#### EXERCÍCIO PROPOSTO 1:
Transcreva sem alterações o trecho do texto sobre o conto e o romance que começa em "Escrevendo isso, penso" e vai até "parábola da globalização.", incluindo estas últimas palavras.
#### EXERCÍCIO PROPOSTO 2:
Reúna todas as linhas dos registros em que aparece a palavra "wall". Maiúsculas e minúsculas devem ser levadas em conta.

#### TEXTO DE ORIGEM:
┄┄┄┄┄┄┄┄┄┄┄┄┄┄┄┄┄┄┄┄

O romance é o gênero literário mais tardio, que floresceu no século XIX e que hoje tenta se reinventar. Existem mesmo casos curiosos de romances como Vidas Secas ou Memórias póstumas de Brás Cubas, considerados como romances desmontáveis, uma vez que seus episódios possuem autonomia e podem ser lidos separadamente.

A vida moderna, com suas numerosas solicitações tecnológicas é cada vez mais avara com o tempo. A leitura, atividade que, tradicionalmente, exigia concentração e vagar, se tornou uma prática diferente, nervosa, entrecortada. Os jornais e revistas já se aperceberam destas modificações e todos estão se modificando, diminuindo a extensão de seus artigos, copiando modelos surgidos na internet de notícias cada vez mais concisas, que informem instantaneamente. Muitas vezes, ao falar com amigos, eles se queixam de que tiveram de abandonar um romance por que, a cada vez que interrompiam a leitura, perdiam-se na história, e era preciso voltar atrás, tornando a tarefa interminável. Outros comentam que “agora só conseguem ler contos”. Uma jovem me disse: “Os contos têm a duração de meu trajeto no metrô”. Outra pessoa me confidenciou que já não consegue mais focar sua atenção numa narrativa longa, e que tudo o que consegue ler são contos.

Escrevendo isso, penso que até no cinema os contos estão em voga. Não falo em curtas, que se popularizam, mas em filmes de grande sucesso que são coletâneas de “contos visuais”, como Paris e Nova Iorque, eu te amo, ou o premiado Crash, onde vários contos, distantes no tempo e no espaço, se entrelaçam numa parábola da globalização.

Talvez seja hora de as editoras repensarem seus valores e de acordarem para a nova realidade. Os contos, forma natural de narrar, permeiam nossas vidas e todas as eras. Não saem de moda. Já o romance vai retornando à forma da novela: os capítulos cada vez mais curtos, episódicos e fechados, encadeando-se com outro episódio anunciado para, à feição de Sherazade, conseguir manter-se vivo. Ou, verdadeiro modelo de armar, construído com fragmentos de história que fazem de sua leitura uma espécie de jogo da memória.

A alegação de que “conto não vende” começa por pecar ao pretender jogar a obra no mercado. Produto vendável, fabricado para a “demanda”, o livro em que as editoras investem suas verbas de marketing são aqueles que não discutem a realidade, e sim reforçam uma ideologia que acabará por nos levar a uma nova forma de pensar. Seres visuais, forçados a viver sempre no presente, volátil, esse ser humano que em breve nos substituirá já não comprará mais romances, nem mesmo contos. Os livros desaparecerão, já que todos nós seremos apenas personagens desta ficção da qual o “Mercado”, todo poderoso, se alimenta.

Se as próprias casas destinadas à disseminação dos livros, argumentam que “conto não vende”, em breve terão que admitir que “romance não vende” e que caminhamos para um inferno sem livros.

┄┄┄┄┄┄┄┄┄┄┄┄┄┄┄┄┄┄┄┄

#### EXCERTOS DOS REGISTROS:
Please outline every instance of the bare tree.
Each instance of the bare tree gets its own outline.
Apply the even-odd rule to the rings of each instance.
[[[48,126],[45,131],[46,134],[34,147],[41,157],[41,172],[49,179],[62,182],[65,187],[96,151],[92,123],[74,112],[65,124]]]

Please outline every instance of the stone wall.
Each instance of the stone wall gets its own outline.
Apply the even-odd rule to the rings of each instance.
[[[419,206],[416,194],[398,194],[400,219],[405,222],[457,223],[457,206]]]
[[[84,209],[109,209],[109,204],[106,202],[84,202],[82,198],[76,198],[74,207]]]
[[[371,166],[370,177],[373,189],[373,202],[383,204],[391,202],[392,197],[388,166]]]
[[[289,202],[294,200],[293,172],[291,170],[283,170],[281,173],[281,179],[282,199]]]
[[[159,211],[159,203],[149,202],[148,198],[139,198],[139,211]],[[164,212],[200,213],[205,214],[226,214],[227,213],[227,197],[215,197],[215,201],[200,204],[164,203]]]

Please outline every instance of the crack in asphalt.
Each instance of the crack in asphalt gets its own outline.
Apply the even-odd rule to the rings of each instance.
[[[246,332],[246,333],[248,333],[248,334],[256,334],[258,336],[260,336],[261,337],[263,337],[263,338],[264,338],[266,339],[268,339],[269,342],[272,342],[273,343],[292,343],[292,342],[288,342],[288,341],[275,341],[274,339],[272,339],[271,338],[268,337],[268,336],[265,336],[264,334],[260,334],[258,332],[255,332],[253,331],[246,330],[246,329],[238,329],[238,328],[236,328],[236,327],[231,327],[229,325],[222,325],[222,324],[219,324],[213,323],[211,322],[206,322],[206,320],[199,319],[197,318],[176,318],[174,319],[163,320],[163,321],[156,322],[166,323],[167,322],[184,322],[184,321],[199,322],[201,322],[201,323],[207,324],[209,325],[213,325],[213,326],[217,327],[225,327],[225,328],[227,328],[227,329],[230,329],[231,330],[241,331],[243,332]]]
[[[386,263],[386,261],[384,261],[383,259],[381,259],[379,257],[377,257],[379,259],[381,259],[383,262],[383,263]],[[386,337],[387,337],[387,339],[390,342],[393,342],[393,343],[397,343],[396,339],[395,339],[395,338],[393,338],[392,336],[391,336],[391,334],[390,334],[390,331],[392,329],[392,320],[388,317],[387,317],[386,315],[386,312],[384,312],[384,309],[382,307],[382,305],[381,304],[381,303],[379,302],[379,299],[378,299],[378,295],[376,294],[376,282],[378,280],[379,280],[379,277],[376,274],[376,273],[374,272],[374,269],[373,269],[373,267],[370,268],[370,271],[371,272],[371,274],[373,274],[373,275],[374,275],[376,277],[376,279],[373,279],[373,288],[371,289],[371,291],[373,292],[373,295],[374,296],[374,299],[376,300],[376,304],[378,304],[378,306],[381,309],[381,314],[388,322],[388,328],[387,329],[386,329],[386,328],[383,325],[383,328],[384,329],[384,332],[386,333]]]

┄┄┄┄┄┄┄┄┄┄┄┄┄┄┄┄┄┄┄┄

#### RESOLUÇÃO COMENTADA 1:
Escrevendo isso, penso que até no cinema os contos estão em voga. Não falo em curtas, que se popularizam, mas em filmes de grande sucesso que são coletâneas de “contos visuais”, como Paris e Nova Iorque, eu te amo, ou o premiado Crash, onde vários contos, distantes no tempo e no espaço, se entrelaçam numa parábola da globalização.

#### RESOLUÇÃO COMENTADA 2:
Please outline every instance of the stone wall.
Each instance of the stone wall gets its own outline.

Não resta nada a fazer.